I wonder how low the 82nd was dropped in Sicily when they lost those guys in the jump there, there must have been some very low jumps, fatal as they were.


----------



## Rhodesian Militaria (Feb 26, 2008)

> Are you sure about that height? I heard that drop was at 200ft.


I know that video and I know what has been said, but I will find out and clarify it. I am led to believe that it was not that low. The PJI's knew what heights the paratroopers were dropped at, because they had the final say of whether the jump went ahead. Will get back to you on it.


----------



## pardus (Feb 26, 2008)

pgarratt said:


> I know that video and I know what has been said, but I will find out and clarify it. I am led to believe that it was not that low. The PJI's knew what heights the paratroopers were dropped at, because they had the final say of whether the jump went ahead. Will get back to you on it.



That would be awesome, thanks.


----------



## Rhodesian Militaria (Feb 26, 2008)

One of the types of chutes used was the South African SAVIAC, I think Mk1 amd Mk2.


----------



## car (Feb 26, 2008)

--- There was a quote here, but it was the wrong one. Following sentence was directed at Boon.  Apologies. ---

Your boyz jumped into Point Salines, Grenada, from 500 ft.



pardus762 said:


> Are you sure about that height? I heard that drop was at 200ft.
> 
> http://www.shadowspear.com/vb/showthread.php?t=10082



Anything below 200 ft. makes it damned difficult to recover from any kind of malfunction - look up to make sure you've got a canopy above your head, then land.

'Course, it's been a few years since I threw anybody out of an airplane. :uhh:


----------



## Rhodesian Militaria (Feb 26, 2008)

Without trying to sound like an expert, which I'm not, there has been stuff written about in regard to the military parachuting in Rhodesia, both in books and on google, that is incorrect or partially correct. The reason for the writing of this book is simple.

· · ·

> **Set problem A**: In the forum thread on parachute jump heights, from what height does car say the jump into Point Salines, Grenada was made?
> **Set problem B**: Continue the forum thread on parachute jump heights from the point where it stops.

(Annotation dataset entries)
· · ·

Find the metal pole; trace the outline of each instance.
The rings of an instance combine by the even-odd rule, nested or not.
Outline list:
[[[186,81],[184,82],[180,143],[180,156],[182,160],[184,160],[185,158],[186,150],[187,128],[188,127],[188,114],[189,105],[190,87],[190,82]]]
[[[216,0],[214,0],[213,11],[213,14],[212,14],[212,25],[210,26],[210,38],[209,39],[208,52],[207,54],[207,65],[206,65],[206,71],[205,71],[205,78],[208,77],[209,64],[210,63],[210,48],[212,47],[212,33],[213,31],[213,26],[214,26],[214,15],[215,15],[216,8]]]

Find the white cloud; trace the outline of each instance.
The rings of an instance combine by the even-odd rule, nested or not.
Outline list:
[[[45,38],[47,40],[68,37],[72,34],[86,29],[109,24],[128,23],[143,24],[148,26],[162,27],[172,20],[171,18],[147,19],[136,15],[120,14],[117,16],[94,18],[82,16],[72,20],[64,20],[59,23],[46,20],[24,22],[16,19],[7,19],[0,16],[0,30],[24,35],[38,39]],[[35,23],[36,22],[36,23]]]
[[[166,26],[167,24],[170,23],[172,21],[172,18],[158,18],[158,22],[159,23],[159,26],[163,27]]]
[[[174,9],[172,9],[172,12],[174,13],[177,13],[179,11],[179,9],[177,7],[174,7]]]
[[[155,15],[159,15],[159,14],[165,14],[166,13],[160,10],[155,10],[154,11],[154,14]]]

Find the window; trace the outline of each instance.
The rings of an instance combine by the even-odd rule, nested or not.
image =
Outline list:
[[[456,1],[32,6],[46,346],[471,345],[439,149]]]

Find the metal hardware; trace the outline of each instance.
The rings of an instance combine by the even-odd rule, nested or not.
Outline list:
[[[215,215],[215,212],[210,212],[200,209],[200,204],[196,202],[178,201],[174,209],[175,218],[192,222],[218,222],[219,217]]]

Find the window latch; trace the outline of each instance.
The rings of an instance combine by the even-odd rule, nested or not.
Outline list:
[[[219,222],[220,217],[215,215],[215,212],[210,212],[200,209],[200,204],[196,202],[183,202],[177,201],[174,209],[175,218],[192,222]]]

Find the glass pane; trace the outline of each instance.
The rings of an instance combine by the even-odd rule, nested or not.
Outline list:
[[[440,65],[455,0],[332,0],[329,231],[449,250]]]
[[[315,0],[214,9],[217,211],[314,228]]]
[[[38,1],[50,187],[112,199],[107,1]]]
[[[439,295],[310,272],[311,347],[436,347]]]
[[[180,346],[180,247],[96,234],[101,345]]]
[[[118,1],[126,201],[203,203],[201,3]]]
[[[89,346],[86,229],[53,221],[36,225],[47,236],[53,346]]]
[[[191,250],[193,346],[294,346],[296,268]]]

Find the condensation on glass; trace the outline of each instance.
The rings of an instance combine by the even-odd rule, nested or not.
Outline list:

· · ·

> **Final result A**: 500 ft.

> **Final result B**:
The surviving PJI's, including the 1st OC, 2nd OC, 3rd and longest serving OC, sadly the 4th and last OC has passed away, want to see the true story of the PTS told. The war ended 27 years ago and very little has ever been written about them and what they accomplished. A fair bit of what has been written is very basic and some has serious incaccuracies. There were never anymore than 50 PJI's in the 19 years of it's existence and a large number of these men came from distinguished military careers, not only in the Rhodesian Army but also from the British SAS, Parachute Regiment and the French Foreign Legion. While books have been written about the Rhodesian SAS, Selous Scouts, RLI and the RAR (Rhodesian African Rifles), nothing has been written about the people that taught these units parachuting and despatched them on the many internal 'fireforce' or external missions.


Some of what has been written is incorrect and contains inaccuracies. The stories of former US Special Forces personnel being involved in teaching HALO and LALO techniques is incorrect. Only one Rhodesian PJI was a former US Special Forces soldier. In fact as the book will point out, the Rhodie technique training paratroopers was and is considered of a higher calibre than the Americans were using at that time.


Also I think the book will be of interest to people who are interested in military parachuting. The fact that the Rhodesians were so informal in the uniform they sometimes wore, wearing shorts and veldskoens or vellies and in some cases basketball shoes on parachute jumps into combat. I don't know of any military in the world that has allowed this. Even though they jumped in small numbers, the total amount of parachute jumps into combat is higher than the world's total combination in history. The techniques and changes they had to make to equipment or invent, due to sanctions by the world and the UN. All of this and more I would think would make good reading.
Well it's turned into a bit of a plug for my book, but it was originally designed  to show that a fair bit of what is written on this subject is not factually correct.


----------



## pardus (Feb 27, 2008)

I would definatly like to read your book when It comes out.


----------



## Rhodesian Militaria (Feb 27, 2008)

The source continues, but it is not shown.